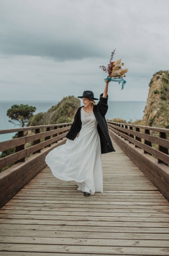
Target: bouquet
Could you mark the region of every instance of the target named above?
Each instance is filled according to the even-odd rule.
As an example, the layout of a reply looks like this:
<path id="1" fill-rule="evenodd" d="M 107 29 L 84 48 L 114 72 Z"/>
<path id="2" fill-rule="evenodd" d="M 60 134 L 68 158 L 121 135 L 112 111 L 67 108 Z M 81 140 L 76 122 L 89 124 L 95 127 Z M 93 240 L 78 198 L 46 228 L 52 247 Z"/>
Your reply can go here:
<path id="1" fill-rule="evenodd" d="M 99 67 L 103 71 L 108 73 L 107 77 L 104 79 L 105 81 L 105 82 L 111 81 L 118 82 L 119 84 L 120 83 L 122 83 L 122 90 L 124 88 L 124 85 L 126 82 L 126 81 L 124 80 L 123 78 L 123 77 L 126 77 L 125 74 L 128 72 L 128 69 L 122 68 L 122 65 L 123 66 L 124 63 L 122 62 L 121 64 L 121 59 L 116 60 L 114 61 L 112 61 L 115 49 L 112 52 L 110 63 L 107 65 L 107 67 L 105 66 L 100 66 Z"/>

————————

> Problem description
Switch "bouquet" to "vase" in the lines of the records above and write those lines out again with nothing else changed. Leave the pictures out.

> Exercise result
Target: vase
Could you mark the region of every instance of the target named above?
Each instance is filled according to the even-odd rule.
As an example, the layout of a reply looks like this:
<path id="1" fill-rule="evenodd" d="M 107 29 L 84 48 L 114 72 Z"/>
<path id="2" fill-rule="evenodd" d="M 60 134 L 68 158 L 121 135 L 112 111 L 67 108 Z M 81 140 L 76 122 L 89 124 L 95 127 Z M 93 240 L 78 198 L 46 228 L 52 247 Z"/>
Your reply can go here:
<path id="1" fill-rule="evenodd" d="M 99 67 L 103 71 L 108 73 L 107 77 L 104 79 L 105 81 L 105 82 L 111 81 L 118 82 L 119 84 L 120 83 L 122 83 L 122 90 L 124 88 L 124 85 L 126 82 L 126 81 L 124 80 L 123 78 L 123 77 L 126 77 L 125 74 L 128 72 L 128 69 L 122 68 L 122 65 L 123 66 L 124 63 L 122 62 L 121 64 L 121 59 L 116 60 L 114 61 L 112 61 L 115 49 L 112 52 L 110 63 L 107 65 L 107 67 L 105 66 L 100 66 Z"/>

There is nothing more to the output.